### EXERCISE MATERIALS
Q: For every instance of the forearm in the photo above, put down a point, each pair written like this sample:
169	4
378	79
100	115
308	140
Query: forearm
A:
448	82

### YOUR OBJECTIVE
Copy out the full listing, exactly as it stands.

### YOUR SOLUTION
Q: For every instance of the forearm in the photo above, put down a point, each pair written like this sample:
169	4
378	79
100	115
308	140
Query: forearm
A:
448	82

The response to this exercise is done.